> What this task involves
Carry on the forum discussion about falling office space demand and hybrid work, picking up right after its last sentence.

> Source extract
+ + +

This is both a regional and national trend. Companies are dramatically scaling back on office space. The company I work for is trying to sublease space without success and will eventually move once their lease commitment is final. Hybrid / work-from-home is here to stay. The few times I'm in the office feels like a ghost town and somewhat erry. I believe the days of new "office" towers are done. There may be a future demand for new towers to accommodated residential / hotel but that's about it. (Moderators; this topic may need to move to a more appropriate thread)

I think you're projecting your experience onto the knowledge worker population as a whole. For every situation like yours (and I don't doubt they are abundant), there are others (including mine) where organizations have settled into a ~3day/week on-site routine. The aggregation of these different types of situations is still no doubt a dramatic reduction in urban office demand, but I think "new office towers are done" is hyperbolistic. I would infer that signs point to an extended lull. And probably toward multi-use towers. But even at a substantially lower office usage rate, we are still (or at least will be, on average) a growth economy, which means that demand will eventually accrue at that lower usage rate, and as the demand leans toward desiring the latest/cutting edge designs rather than old ones that might be instead converted or demolished. A lot of people like working remotely, and a lot of people like working in-person, and the most common arrangement is nether in-person nor full-remote, but hybrid.

+ + +

> Record extracts
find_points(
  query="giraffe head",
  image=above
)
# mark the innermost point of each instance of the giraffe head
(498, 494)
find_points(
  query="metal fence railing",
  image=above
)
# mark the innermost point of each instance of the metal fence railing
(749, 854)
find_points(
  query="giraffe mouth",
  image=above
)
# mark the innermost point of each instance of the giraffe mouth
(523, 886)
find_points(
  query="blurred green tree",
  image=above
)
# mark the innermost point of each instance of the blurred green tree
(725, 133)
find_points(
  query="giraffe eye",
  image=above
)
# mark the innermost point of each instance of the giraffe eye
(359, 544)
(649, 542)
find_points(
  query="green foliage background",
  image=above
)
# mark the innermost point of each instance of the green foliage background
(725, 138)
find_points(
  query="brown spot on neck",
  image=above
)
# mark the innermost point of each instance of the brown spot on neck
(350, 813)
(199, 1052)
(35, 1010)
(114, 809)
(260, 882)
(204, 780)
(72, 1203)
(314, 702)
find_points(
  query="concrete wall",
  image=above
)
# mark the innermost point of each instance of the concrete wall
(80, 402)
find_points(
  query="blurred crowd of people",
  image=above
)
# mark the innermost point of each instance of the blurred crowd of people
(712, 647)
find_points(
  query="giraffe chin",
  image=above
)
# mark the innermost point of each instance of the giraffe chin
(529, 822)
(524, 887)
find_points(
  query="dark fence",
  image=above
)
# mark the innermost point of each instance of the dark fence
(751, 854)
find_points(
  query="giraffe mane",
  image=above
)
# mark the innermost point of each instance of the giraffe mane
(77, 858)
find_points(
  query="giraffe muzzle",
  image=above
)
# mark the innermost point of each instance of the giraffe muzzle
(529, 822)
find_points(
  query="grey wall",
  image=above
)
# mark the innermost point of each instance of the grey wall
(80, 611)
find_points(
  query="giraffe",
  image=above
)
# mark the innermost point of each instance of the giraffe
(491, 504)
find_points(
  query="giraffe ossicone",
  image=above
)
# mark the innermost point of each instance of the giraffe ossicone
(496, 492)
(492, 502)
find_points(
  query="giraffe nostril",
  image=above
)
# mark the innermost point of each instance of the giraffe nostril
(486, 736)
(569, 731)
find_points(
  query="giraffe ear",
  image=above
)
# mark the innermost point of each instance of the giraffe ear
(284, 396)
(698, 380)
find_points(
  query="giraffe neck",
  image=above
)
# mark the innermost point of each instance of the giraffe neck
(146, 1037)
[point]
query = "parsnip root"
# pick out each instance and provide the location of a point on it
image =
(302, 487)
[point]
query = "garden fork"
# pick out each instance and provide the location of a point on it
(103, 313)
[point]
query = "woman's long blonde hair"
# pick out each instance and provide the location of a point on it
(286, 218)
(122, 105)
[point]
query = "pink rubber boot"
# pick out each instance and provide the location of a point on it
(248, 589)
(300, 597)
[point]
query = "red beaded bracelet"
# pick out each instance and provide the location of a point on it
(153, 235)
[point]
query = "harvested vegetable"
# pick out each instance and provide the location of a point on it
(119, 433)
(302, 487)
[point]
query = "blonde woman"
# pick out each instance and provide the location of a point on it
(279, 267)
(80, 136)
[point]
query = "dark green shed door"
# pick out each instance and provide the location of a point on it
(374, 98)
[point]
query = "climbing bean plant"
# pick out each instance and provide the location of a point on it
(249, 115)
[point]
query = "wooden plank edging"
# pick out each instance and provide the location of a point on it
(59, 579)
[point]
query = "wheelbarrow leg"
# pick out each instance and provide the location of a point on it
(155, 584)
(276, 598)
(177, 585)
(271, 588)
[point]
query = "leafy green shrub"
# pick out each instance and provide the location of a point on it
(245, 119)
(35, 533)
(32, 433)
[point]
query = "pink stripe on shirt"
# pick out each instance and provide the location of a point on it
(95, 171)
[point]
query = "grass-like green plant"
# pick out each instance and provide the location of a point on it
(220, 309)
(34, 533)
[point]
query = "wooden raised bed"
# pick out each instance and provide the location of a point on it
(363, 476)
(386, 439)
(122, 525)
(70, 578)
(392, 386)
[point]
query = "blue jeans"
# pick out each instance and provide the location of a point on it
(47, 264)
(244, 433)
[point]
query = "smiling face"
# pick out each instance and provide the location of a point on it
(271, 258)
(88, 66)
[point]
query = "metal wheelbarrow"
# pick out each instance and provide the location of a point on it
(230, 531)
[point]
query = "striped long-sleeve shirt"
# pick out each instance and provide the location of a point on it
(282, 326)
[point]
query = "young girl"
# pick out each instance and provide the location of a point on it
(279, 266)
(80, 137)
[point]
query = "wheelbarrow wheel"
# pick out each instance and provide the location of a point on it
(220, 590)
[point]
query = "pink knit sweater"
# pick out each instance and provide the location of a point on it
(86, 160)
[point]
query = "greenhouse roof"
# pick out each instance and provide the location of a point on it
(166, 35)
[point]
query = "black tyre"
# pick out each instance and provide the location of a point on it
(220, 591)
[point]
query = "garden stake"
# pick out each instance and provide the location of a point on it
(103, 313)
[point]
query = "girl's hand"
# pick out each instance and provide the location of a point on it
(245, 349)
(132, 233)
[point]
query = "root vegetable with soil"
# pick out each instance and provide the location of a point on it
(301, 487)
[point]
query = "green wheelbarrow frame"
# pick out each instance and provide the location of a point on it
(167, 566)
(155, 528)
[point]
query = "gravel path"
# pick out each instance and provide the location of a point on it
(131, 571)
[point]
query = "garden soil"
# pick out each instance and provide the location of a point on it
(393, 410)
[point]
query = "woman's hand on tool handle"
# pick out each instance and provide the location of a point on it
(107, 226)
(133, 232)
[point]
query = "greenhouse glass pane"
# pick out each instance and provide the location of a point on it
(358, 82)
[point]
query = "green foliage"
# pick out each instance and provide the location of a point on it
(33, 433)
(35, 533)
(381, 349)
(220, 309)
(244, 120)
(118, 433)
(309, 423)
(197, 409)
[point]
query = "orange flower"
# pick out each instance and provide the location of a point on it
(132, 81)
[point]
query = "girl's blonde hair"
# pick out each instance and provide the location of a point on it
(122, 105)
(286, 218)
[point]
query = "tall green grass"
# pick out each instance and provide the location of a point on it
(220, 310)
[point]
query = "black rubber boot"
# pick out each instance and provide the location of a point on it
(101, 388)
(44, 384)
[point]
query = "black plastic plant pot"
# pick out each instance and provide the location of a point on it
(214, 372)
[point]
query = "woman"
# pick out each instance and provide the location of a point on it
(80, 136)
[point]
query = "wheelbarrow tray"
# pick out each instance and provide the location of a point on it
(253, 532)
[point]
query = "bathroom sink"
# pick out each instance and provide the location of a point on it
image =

+ + +

> Task answer
 
Instead of high-rise office, how about some new high-rise residential?
On a related note, if they wanted to convert office to residential they'd need to deal with different plumbing. Residential floor-to-ceilings don't need to be as high, so they could possibly add the plumbing and a raised floor on top of it. Not a perfect solution, but a solution.
 
This helps explain why the core has come to a "rest" at floor 35 in the past few weeks and also perhaps why the climber was removed from the main tower crane: either this crane is going away before moving on to the final residential phase, or they just didn't need it while the steel fills in between floors ~20 to 35 (at a floor/ week, that would take us to about Thanksgiving before we see additional vertical growth to the tower).